### THE DATA
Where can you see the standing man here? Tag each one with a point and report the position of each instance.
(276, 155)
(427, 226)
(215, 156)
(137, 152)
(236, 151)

### WHAT THIS TASK INVOLVES
Write out every entry once more, precisely as it stands.

### SOLVED PROBLEM
Where can you see the standing man here? Tag each one with a point and report the position of each instance.
(276, 155)
(427, 226)
(215, 156)
(137, 152)
(236, 151)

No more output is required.